Your instructions: Using the records below, copy exactly the part that opens with the line holding "the photo below." and closes with the line holding "Query: textured ceiling", minus the pictures.
──────── Source data ────────
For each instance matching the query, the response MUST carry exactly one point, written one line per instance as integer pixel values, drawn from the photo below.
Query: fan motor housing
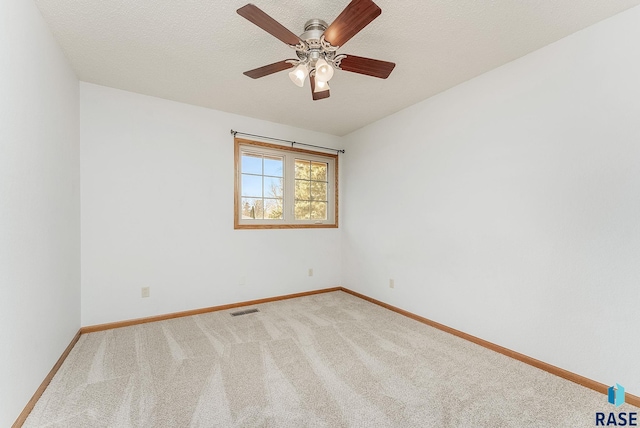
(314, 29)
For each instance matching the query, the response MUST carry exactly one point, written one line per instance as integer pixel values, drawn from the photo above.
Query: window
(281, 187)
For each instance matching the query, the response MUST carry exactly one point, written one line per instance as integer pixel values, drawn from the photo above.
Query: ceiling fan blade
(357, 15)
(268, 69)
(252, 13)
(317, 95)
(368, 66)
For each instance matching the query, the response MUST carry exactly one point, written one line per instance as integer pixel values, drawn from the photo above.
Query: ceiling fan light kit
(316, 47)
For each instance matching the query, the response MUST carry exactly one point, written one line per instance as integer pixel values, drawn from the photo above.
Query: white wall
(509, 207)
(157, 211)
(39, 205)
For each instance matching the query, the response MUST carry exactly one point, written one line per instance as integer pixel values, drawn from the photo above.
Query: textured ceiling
────────
──────── Source data ────────
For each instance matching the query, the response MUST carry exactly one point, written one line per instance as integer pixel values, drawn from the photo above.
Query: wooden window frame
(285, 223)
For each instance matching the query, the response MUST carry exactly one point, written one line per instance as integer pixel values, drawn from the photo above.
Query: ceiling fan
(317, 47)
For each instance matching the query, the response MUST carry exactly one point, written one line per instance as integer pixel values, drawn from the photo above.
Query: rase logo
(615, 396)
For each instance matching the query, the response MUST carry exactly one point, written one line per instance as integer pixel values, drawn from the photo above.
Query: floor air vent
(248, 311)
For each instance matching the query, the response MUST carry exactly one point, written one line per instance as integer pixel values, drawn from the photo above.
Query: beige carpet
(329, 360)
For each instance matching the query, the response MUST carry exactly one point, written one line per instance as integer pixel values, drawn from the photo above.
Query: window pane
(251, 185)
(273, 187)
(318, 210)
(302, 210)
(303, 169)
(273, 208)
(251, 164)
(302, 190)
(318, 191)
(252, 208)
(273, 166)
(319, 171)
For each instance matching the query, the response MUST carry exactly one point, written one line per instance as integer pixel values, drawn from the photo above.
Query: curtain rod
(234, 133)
────────
Answer to the problem:
For each instance matching the query, the response MUST carry exactly one point, written one line per instance as integer pixel values, drawn from the photo below.
Query: fan motor housing
(314, 29)
For each instance matching the query, the response MUST carry exactly one point, written one line per instance as integer pixel values, drawn from the photo above.
Query: window
(281, 187)
For each instance matching the query, the response MUST carry exactly one point, written one line per instance as integer pixel values, drawn from the photo above.
Query: ceiling fan blade
(357, 15)
(268, 69)
(252, 13)
(317, 95)
(368, 66)
For each instance matching the query, the response MUST carry exactly one point, written one line per instance as integer pixel values, drawn from the photo above.
Query: ceiling fan light kit
(316, 47)
For each instance matching the query, the response MUST carry exactly one point, written one line per instance as integer pixel values, drawn from the photo above.
Query: white wall
(509, 207)
(157, 211)
(39, 205)
For each instance matching the query, the response MUST carry exactly one point, written one line per instance as integer pixel values, drawn from the photo above.
Query: textured ceiling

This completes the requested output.